━━ EXTRACTED RECORDS ━━

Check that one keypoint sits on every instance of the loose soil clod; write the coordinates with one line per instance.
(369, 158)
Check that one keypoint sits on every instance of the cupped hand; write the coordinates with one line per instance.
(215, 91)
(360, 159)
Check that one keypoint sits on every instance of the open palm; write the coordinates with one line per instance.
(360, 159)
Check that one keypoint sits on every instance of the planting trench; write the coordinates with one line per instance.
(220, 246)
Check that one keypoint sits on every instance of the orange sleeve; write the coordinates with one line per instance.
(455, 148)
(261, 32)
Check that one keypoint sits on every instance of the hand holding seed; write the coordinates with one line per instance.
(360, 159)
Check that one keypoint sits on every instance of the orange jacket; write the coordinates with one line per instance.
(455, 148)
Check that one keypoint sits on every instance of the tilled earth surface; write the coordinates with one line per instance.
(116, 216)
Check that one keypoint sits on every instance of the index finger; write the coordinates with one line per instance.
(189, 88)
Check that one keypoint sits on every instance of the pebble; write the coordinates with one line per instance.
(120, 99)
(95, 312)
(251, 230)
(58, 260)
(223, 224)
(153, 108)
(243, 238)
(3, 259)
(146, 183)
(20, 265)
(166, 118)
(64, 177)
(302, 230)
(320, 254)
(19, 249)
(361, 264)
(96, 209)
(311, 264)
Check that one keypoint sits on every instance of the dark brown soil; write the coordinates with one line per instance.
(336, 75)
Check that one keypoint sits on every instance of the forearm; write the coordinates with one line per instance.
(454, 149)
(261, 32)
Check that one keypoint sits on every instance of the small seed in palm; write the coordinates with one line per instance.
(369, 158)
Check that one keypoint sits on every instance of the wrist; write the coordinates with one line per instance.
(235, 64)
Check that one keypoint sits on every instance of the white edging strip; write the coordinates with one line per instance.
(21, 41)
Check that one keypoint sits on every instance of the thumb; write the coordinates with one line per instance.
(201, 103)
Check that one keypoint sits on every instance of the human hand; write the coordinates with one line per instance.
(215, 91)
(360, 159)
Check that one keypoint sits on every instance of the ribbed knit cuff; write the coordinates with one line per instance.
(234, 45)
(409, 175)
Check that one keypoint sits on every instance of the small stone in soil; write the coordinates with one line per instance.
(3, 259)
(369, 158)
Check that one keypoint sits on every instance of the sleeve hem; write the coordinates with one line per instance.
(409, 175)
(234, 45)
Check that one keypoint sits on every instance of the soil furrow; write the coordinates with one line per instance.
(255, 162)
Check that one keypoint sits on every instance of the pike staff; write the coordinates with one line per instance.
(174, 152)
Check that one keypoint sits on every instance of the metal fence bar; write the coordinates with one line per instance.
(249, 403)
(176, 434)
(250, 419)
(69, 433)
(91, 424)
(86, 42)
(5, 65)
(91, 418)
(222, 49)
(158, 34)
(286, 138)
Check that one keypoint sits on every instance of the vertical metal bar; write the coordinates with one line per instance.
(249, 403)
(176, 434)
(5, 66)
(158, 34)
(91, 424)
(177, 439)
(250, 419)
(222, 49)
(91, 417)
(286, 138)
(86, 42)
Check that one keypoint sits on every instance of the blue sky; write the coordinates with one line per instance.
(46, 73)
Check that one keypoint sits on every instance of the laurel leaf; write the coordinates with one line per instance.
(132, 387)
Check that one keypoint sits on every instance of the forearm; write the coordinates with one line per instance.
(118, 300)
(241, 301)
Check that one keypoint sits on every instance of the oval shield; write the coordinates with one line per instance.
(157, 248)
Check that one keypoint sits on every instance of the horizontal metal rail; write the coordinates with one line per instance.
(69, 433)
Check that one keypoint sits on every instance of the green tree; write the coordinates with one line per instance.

━━━

● **EXERCISE BRIEF**: The whole listing is to be transcribed exactly.

● **EXPECTED ANSWER**:
Check that one keypoint sits on every instance of the loose soil clod; write the coordinates with one line per instance.
(369, 158)
Check that one keypoint sits on every instance of the cupped hand; write the coordinates with one line per instance.
(215, 91)
(360, 159)
Check that one keypoint sits on every instance of the open palm; write the coordinates with one line per instance.
(360, 159)
Check that one keypoint sits on every instance of the planting trench; write the coordinates with one line per instance.
(220, 246)
Check that one keypoint sits on every instance of the orange sleeve; write the coordinates with one line per instance.
(455, 148)
(261, 32)
Check that one keypoint sits on every instance of the hand holding seed; write the coordinates with one line per instance.
(360, 159)
Check that one keypoint sits on every instance of the orange jacket; write the coordinates with one line per instance.
(455, 148)
Check that one keypoint sits on every instance of the tilled earth surface; write the coordinates with one line per instance.
(116, 216)
Check that one keypoint sits on every instance of the index finger; write the coordinates with one line per instance.
(189, 88)
Check that one keypoint sits on every instance of the pebble; write the coordinates with one line per instance.
(120, 99)
(95, 312)
(251, 230)
(58, 260)
(223, 224)
(153, 108)
(243, 238)
(3, 259)
(146, 183)
(20, 265)
(166, 118)
(64, 177)
(302, 230)
(320, 254)
(19, 249)
(361, 264)
(96, 209)
(311, 264)
Check that one keypoint sits on every instance of the dark brown soil; write the coordinates with one line per instance.
(336, 75)
Check that one keypoint sits on every instance of the forearm; write the coordinates with one line per instance.
(454, 149)
(261, 32)
Check that one keypoint sits on every instance of the small seed in palm; write the coordinates with one line per instance.
(369, 158)
Check that one keypoint sits on every instance of the wrist; write the coordinates with one line per instance.
(235, 64)
Check that one keypoint sits on every instance of the white edging strip; write the coordinates with one line per instance.
(21, 41)
Check that one keypoint sits on every instance of the thumb; write the coordinates with one line per instance.
(201, 103)
Check that one keypoint sits on every instance of the human hand; write the coordinates with one line per instance.
(215, 91)
(360, 159)
Check that one keypoint sits on every instance of the ribbed knit cuff; write the coordinates with one line per instance.
(234, 45)
(409, 175)
Check that one keypoint sits on every instance of the small stone in soil; write the coordinates with one line per instance.
(3, 259)
(369, 158)
Check that one keypoint sits on every instance of the sleeve hem; write the coordinates with one line per instance.
(409, 175)
(234, 45)
Check that one keypoint sits on every instance of the soil furrow; write the coordinates with one line per instance.
(255, 162)
Check that one keypoint sits on every instance of the pike staff; write the coordinates with one line per instance.
(174, 152)
Check that one keypoint sits on every instance of the metal fence bar; write the coordinates with one line per instance.
(249, 403)
(176, 434)
(250, 419)
(69, 433)
(91, 424)
(86, 42)
(5, 65)
(91, 418)
(222, 49)
(158, 34)
(286, 138)
Check that one keypoint sits on every instance of the vertical metal bar; write the coordinates with one line per instance.
(249, 403)
(176, 434)
(5, 66)
(158, 34)
(91, 424)
(177, 439)
(250, 419)
(222, 49)
(91, 417)
(286, 138)
(86, 42)
Check that one keypoint sits on every instance of the blue sky; write the coordinates with one line per instance.
(46, 73)
Check that one keypoint sits on every instance of the laurel leaf; write the coordinates with one line per instance.
(132, 387)
Check that one keypoint sits on every instance of the forearm; write the coordinates with one line per instance.
(118, 300)
(241, 301)
Check that one keypoint sits on every instance of the oval shield; write the coordinates with one line per instance.
(157, 248)
Check that one keypoint sits on every instance of the horizontal metal rail; write the coordinates with one line per instance.
(69, 433)
Check that one keypoint sits on every instance of the green tree; write the coordinates with one line per instance.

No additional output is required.